[Extracted records]
****
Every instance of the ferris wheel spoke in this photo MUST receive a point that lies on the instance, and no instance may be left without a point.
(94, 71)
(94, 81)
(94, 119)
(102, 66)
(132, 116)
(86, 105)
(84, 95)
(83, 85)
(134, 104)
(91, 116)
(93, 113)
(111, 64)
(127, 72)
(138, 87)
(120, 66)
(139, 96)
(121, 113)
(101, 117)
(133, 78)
****
**Request**
Rewrite every line of the records, including each request, and multiply every coordinate in the answers by 1.9, rounding to whole numbers with halves rounded up. Leave the requests and any format samples unchanged.

**Solved problem**
Every instance of the ferris wheel spoke in this photo MUST receive a point that lies on the instance, and no instance may be left without a point.
(179, 135)
(179, 154)
(179, 226)
(194, 125)
(251, 220)
(163, 200)
(160, 181)
(158, 162)
(255, 198)
(173, 220)
(177, 215)
(211, 122)
(241, 137)
(262, 165)
(228, 125)
(264, 182)
(230, 215)
(192, 222)
(253, 148)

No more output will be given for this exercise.